What you will do -
Which lines in the records below contain the word "column"? Copy out each of them.

Excerpted records -

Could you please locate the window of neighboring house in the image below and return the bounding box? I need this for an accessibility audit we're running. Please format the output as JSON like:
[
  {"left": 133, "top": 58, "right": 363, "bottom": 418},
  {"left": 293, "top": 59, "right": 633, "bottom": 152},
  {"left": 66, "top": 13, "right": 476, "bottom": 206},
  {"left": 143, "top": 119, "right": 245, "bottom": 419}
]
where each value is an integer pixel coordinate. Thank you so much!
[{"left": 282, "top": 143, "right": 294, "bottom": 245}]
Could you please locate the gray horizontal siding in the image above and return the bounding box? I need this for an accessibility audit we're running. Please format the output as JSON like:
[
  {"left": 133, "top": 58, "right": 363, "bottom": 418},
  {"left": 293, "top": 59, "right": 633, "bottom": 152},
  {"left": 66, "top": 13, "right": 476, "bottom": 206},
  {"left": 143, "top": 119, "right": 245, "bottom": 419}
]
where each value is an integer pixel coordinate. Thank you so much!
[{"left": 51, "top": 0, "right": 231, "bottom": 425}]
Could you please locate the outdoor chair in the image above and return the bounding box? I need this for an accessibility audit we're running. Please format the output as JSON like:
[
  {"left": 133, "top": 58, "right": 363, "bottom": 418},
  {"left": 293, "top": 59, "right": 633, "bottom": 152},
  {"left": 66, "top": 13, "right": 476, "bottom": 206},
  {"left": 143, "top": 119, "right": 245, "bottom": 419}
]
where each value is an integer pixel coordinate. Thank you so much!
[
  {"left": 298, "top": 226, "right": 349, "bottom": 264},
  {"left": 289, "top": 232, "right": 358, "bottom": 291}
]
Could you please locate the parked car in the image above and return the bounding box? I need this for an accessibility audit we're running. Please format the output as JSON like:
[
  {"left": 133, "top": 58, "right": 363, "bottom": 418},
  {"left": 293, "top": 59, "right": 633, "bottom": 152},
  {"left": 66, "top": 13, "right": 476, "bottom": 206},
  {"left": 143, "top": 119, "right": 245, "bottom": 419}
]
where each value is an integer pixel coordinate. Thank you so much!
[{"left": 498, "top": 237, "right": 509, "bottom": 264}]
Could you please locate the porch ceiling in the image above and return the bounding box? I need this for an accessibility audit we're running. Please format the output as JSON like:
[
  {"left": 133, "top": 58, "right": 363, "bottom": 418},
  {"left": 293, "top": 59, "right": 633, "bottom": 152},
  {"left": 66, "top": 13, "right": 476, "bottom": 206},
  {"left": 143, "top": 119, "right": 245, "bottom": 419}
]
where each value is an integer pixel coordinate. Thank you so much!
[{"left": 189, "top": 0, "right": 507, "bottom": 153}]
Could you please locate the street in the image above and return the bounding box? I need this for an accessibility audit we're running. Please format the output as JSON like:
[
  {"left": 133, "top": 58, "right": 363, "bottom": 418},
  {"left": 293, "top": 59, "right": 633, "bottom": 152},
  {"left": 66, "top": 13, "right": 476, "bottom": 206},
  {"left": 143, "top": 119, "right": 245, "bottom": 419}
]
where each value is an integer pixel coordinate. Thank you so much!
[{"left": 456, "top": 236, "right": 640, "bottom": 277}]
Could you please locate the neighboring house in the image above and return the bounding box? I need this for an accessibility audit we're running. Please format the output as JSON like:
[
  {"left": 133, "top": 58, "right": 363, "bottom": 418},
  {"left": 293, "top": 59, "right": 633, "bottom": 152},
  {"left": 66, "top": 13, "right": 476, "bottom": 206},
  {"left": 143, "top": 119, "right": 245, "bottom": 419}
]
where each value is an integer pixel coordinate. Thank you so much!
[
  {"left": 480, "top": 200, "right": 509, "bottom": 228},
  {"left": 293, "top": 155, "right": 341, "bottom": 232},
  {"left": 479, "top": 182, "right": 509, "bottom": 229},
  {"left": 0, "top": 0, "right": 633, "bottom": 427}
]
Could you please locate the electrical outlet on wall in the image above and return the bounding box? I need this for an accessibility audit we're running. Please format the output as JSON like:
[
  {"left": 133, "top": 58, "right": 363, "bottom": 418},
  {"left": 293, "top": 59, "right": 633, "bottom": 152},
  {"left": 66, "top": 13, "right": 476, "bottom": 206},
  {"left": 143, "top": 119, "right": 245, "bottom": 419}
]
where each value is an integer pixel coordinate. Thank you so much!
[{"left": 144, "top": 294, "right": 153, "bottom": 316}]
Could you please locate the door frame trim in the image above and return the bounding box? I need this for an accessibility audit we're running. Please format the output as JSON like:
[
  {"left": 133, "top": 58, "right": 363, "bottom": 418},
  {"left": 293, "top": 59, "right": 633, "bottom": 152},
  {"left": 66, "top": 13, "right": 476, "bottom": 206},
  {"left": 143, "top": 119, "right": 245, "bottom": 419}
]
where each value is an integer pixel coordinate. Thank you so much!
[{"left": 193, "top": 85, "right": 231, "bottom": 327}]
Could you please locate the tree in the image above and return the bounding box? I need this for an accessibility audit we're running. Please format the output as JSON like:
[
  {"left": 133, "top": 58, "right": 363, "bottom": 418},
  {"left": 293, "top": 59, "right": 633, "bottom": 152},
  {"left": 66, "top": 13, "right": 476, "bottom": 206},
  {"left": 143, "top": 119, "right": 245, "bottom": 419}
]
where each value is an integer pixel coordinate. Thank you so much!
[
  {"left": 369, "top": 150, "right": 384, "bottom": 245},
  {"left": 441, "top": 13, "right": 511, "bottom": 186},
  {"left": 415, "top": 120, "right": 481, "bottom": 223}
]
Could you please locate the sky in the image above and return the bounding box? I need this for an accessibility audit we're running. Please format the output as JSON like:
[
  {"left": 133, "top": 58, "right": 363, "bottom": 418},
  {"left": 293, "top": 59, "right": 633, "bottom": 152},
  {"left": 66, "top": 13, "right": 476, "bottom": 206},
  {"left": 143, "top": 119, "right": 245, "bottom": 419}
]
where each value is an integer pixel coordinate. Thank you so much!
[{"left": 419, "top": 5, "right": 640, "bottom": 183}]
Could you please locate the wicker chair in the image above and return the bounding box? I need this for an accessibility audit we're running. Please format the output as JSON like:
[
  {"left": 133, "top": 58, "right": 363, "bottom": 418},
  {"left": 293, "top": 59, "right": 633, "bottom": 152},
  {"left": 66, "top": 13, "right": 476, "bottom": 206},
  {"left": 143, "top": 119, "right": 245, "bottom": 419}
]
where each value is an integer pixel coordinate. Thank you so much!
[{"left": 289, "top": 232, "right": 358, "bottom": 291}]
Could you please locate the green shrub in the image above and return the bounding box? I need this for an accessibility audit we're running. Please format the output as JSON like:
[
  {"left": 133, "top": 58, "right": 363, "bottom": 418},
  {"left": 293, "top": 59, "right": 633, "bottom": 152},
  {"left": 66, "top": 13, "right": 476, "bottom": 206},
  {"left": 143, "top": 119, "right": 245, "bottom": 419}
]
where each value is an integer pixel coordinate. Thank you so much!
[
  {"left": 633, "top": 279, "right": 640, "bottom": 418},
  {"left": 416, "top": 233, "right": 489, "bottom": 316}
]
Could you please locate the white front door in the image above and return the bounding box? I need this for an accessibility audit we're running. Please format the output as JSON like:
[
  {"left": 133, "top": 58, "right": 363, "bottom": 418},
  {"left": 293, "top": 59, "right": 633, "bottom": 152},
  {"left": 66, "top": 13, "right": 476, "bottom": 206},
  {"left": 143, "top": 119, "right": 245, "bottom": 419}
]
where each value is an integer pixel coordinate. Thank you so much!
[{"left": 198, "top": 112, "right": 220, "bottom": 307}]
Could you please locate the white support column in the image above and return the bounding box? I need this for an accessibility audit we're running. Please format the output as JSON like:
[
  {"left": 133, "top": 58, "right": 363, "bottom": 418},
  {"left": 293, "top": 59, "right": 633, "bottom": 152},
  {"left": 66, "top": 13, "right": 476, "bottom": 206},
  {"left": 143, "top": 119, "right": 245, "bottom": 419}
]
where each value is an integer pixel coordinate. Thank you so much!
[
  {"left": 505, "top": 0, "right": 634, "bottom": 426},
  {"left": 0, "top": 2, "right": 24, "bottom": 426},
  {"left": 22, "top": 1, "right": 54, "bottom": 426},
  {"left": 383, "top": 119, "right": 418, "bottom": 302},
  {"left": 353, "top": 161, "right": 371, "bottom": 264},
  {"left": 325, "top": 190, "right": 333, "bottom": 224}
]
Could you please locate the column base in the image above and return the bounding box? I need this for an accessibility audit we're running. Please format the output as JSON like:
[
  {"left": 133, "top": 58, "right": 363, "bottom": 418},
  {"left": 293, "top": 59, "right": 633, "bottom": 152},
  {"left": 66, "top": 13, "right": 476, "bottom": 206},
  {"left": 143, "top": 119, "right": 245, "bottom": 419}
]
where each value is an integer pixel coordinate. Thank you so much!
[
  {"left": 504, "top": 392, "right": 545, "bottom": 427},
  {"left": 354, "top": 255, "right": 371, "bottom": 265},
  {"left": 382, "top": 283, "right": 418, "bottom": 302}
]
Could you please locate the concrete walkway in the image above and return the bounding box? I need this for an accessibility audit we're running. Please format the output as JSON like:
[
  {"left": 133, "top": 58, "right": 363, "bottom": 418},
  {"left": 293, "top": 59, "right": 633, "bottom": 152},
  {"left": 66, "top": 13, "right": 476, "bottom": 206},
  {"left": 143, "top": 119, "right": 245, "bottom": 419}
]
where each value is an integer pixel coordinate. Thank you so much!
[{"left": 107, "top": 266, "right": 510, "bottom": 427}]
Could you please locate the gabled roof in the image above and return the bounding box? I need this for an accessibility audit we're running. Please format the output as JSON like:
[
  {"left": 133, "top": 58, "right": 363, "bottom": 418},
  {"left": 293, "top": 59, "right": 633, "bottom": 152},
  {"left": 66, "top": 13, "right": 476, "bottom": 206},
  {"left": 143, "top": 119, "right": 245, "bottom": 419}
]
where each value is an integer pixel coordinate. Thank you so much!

Solution -
Could you please locate the white support column in the image above and return the bounding box? I need this for an accessibility audit we're running. Please format the output as JSON like:
Could you please locate the column base in the image above and return the bounding box? I need this for an accessibility audit we're running. Please format the output as JSON like:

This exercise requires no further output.